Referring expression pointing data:
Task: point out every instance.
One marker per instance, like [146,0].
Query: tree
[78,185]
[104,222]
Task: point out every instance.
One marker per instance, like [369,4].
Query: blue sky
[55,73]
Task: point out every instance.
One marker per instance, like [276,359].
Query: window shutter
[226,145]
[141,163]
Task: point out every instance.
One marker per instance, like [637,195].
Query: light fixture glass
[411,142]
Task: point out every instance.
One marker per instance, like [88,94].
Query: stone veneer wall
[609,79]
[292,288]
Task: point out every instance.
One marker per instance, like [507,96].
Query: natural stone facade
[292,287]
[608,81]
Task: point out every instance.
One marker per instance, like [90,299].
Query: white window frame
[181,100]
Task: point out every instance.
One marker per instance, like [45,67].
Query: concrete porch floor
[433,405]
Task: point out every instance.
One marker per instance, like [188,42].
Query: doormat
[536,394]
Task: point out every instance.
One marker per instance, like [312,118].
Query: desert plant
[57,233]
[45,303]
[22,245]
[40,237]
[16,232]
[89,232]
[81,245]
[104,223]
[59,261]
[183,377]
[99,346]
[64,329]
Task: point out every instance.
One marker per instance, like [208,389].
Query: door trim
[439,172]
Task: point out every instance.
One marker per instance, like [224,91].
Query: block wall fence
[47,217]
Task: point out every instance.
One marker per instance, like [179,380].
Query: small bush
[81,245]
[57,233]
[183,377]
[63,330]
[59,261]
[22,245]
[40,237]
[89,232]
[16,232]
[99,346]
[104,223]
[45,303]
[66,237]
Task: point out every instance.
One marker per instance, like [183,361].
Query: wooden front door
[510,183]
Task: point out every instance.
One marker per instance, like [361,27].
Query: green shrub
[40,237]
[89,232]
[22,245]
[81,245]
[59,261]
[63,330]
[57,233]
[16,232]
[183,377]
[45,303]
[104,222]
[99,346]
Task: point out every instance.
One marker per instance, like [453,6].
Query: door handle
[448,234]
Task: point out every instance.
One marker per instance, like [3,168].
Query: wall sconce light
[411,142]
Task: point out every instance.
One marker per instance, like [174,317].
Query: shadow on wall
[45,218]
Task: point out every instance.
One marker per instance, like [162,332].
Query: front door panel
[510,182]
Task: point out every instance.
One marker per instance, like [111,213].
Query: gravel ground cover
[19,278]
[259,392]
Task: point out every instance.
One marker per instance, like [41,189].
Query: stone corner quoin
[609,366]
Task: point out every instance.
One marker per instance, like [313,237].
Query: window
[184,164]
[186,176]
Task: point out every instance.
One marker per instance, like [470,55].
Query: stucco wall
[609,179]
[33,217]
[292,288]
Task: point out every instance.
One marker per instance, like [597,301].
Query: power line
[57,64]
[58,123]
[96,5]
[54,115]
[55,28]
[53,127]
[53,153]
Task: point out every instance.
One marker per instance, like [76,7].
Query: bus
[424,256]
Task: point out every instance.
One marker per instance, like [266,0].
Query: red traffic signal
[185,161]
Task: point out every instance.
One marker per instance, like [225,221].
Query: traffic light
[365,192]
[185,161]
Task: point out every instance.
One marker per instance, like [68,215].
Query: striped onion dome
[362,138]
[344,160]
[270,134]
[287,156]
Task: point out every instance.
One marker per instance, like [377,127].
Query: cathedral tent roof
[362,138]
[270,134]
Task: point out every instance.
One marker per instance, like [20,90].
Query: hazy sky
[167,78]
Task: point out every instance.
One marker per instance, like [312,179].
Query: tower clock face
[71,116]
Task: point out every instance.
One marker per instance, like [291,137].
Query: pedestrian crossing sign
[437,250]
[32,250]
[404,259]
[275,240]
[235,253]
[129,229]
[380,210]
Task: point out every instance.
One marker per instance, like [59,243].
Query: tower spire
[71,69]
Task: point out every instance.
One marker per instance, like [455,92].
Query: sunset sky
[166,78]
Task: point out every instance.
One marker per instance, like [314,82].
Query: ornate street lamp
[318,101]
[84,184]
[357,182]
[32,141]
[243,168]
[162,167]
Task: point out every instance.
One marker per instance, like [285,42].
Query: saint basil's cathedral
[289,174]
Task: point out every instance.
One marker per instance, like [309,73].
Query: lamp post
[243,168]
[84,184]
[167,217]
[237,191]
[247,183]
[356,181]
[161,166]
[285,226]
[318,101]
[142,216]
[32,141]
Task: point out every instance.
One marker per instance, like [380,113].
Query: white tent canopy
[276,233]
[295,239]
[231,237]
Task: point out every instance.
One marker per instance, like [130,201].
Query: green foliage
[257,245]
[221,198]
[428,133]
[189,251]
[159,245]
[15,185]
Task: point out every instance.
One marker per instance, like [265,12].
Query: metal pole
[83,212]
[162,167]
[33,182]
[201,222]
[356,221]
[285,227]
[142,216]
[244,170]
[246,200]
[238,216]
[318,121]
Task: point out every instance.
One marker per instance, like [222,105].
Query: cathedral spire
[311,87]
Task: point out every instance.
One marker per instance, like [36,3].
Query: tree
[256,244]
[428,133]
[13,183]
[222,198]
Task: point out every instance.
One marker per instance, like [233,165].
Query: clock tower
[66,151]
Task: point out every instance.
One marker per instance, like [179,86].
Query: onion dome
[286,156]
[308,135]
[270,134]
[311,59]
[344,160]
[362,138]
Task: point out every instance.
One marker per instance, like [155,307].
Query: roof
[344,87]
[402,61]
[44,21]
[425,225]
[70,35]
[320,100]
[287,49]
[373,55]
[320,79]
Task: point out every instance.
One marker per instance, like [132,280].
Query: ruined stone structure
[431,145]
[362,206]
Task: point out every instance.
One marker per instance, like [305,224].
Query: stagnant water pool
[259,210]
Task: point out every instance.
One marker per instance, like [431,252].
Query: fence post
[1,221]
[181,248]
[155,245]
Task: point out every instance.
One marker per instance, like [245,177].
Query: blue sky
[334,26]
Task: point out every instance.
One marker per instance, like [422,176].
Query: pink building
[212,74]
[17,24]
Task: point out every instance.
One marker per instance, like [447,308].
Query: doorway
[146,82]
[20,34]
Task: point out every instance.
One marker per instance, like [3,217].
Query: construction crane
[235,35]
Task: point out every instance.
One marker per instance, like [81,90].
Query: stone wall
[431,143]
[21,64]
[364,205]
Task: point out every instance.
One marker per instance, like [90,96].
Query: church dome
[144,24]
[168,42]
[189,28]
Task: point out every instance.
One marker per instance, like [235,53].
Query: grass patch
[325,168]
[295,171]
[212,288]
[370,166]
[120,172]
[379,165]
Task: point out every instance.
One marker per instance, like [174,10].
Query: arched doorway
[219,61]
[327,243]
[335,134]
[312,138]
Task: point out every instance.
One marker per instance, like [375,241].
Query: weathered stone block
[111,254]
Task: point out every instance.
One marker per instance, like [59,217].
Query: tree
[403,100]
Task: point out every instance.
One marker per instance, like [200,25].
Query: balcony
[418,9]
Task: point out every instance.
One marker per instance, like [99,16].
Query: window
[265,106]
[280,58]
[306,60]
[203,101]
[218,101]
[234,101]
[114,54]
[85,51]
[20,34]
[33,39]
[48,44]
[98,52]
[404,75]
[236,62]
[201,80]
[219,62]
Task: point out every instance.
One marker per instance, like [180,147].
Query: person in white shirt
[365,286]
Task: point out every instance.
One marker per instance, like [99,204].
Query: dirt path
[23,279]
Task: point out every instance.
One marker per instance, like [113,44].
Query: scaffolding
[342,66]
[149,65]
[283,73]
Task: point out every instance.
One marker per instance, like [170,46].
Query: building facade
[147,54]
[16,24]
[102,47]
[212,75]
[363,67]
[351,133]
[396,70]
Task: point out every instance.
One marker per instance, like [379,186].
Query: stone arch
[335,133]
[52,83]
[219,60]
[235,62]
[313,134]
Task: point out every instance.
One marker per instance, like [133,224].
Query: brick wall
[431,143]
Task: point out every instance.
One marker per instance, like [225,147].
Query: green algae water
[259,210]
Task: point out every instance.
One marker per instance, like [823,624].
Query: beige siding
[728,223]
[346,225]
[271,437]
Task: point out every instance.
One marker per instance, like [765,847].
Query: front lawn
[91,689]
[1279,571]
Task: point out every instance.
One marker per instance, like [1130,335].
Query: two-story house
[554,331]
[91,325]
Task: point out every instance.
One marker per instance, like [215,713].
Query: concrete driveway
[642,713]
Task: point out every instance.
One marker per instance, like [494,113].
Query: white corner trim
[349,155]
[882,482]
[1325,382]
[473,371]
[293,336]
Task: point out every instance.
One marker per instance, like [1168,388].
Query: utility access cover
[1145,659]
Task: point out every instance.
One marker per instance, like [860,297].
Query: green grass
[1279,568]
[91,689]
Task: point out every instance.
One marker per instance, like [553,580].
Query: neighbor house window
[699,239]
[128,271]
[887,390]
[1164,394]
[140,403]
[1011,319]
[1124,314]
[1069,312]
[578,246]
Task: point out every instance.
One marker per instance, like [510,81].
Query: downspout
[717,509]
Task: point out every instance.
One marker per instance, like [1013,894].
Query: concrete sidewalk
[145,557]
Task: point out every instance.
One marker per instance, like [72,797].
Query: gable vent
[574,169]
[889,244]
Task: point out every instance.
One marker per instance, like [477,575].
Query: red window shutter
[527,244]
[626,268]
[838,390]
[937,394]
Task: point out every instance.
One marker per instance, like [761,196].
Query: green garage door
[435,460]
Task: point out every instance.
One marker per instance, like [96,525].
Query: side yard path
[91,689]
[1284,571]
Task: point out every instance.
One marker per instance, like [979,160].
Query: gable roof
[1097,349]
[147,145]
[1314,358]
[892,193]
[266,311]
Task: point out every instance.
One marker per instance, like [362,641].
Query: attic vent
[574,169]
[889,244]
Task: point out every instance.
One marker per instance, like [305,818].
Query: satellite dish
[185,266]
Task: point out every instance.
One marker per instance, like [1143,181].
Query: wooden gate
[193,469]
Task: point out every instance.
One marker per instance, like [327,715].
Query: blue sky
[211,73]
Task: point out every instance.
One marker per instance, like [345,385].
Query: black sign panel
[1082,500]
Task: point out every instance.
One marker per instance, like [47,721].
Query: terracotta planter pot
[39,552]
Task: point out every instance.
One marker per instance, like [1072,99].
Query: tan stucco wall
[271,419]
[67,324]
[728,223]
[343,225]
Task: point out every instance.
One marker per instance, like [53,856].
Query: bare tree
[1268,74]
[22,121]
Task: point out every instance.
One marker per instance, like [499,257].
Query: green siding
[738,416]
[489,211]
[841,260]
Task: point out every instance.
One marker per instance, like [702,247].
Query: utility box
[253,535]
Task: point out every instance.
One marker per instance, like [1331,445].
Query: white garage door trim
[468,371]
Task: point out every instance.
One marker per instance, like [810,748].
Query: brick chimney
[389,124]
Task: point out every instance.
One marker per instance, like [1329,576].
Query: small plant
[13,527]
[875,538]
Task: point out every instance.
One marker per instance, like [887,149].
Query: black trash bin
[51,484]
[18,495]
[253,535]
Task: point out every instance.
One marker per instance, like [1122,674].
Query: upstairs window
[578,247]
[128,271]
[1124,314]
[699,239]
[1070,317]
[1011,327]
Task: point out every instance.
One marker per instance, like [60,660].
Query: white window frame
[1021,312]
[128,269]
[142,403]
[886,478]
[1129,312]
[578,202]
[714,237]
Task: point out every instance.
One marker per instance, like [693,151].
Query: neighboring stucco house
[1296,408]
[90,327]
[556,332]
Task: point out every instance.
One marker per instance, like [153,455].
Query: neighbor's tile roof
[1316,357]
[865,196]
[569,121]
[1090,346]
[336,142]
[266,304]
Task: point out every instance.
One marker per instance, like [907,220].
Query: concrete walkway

## TASK DETAILS
Among the records above, only the lines between the line holding "Query: pink building" and the line holding "One marker per instance, like [225,147].", inclusive, are to be output, exactly as written.

## PROBLEM SOLUTION
Query: pink building
[212,74]
[17,24]
Task: point out every instance.
One marker per instance, like [447,308].
Query: doorway
[146,82]
[20,34]
Task: point out every instance.
One marker per instance, like [3,217].
Query: construction crane
[235,35]
Task: point out every instance.
One marker per instance, like [81,90].
Query: stone wall
[431,143]
[21,64]
[364,205]
Task: point out every instance.
One marker per instance, like [90,96].
Query: church dome
[144,24]
[168,42]
[189,28]
Task: point out every instance.
One marker per instance, like [235,53].
Query: grass patch
[325,168]
[295,171]
[212,288]
[370,166]
[120,172]
[379,165]
Task: point out every instance.
One marker per instance, like [174,10].
Query: arched doorway
[219,61]
[327,243]
[335,134]
[312,138]
Task: point out every instance.
One marker per instance, like [375,241].
Query: weathered stone block
[111,254]
Task: point out every instance.
One marker per instance, like [59,217].
Query: tree
[403,100]
Task: point out every instance.
One marker per instance, like [200,25].
Query: balcony
[418,9]
Task: point out every instance.
One marker per instance, like [99,16].
Query: window
[265,106]
[280,58]
[306,60]
[203,101]
[218,101]
[234,101]
[114,54]
[85,51]
[20,34]
[33,39]
[48,44]
[98,52]
[404,75]
[236,62]
[201,80]
[219,62]
Task: point out every instance.
One marker per instance, like [180,147].
Query: person in white shirt
[365,286]
Task: point out every instance.
One marker per instance, like [99,204].
Query: dirt path
[23,279]
Task: point out every instance.
One marker per instance, like [113,44].
Query: scaffolding
[342,66]
[149,65]
[283,73]
Task: point out every instance.
One marker per instance, like [170,46].
Query: building facade
[147,54]
[16,24]
[102,47]
[212,75]
[363,67]
[351,133]
[396,70]
Task: point out every instance.
One marker per instance, like [379,186].
Query: stone arch
[335,133]
[52,83]
[219,60]
[235,62]
[313,134]
Task: point out every instance.
One marker per instance, like [133,224].
Query: brick wall
[431,143]
Task: point out every instance.
One marker per instance, like [225,147].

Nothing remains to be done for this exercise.